STATED PROBLEM
Reproduce the data word for word, starting at the line that contains "Tag the textured" and ending at the last line of the data.
== PROVIDED MATERIAL
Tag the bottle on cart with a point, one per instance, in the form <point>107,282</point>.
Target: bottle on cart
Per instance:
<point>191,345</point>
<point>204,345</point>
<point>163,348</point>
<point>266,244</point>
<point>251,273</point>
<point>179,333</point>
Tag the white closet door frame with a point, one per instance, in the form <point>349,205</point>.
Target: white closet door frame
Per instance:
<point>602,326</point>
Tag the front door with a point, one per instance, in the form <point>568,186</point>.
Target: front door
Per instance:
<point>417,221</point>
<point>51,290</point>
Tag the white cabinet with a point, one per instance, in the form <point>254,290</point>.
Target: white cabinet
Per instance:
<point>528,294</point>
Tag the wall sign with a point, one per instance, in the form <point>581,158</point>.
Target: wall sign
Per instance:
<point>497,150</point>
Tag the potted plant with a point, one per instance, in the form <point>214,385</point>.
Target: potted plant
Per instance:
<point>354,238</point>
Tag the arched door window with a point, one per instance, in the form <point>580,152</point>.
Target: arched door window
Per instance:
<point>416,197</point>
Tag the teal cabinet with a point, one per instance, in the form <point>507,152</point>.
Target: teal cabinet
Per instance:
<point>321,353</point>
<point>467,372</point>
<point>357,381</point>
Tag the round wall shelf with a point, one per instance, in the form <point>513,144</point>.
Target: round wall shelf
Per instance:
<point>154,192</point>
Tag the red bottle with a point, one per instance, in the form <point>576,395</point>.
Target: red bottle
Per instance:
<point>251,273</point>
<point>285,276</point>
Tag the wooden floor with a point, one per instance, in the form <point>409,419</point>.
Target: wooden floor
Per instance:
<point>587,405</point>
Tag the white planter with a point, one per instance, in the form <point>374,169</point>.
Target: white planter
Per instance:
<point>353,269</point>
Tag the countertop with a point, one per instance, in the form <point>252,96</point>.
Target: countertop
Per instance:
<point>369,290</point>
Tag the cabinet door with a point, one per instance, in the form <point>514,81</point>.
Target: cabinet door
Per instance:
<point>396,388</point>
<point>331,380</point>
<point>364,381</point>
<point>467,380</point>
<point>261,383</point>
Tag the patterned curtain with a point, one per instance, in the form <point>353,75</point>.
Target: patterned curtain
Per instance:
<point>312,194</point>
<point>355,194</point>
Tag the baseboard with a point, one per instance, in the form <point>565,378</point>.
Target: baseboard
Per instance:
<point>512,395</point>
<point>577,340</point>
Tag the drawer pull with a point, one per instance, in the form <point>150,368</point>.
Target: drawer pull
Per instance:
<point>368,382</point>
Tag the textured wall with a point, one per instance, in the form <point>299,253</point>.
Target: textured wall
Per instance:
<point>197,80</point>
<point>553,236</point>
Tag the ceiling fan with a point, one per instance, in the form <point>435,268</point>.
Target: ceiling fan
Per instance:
====
TASK SOLUTION
Tag the textured wall with a point, one per instance, in the form <point>299,253</point>.
Target: textured wall
Per instance:
<point>197,80</point>
<point>553,236</point>
Tag the ceiling fan with a point, one per instance, in the form <point>435,268</point>.
Target: ceiling fan
Per instance:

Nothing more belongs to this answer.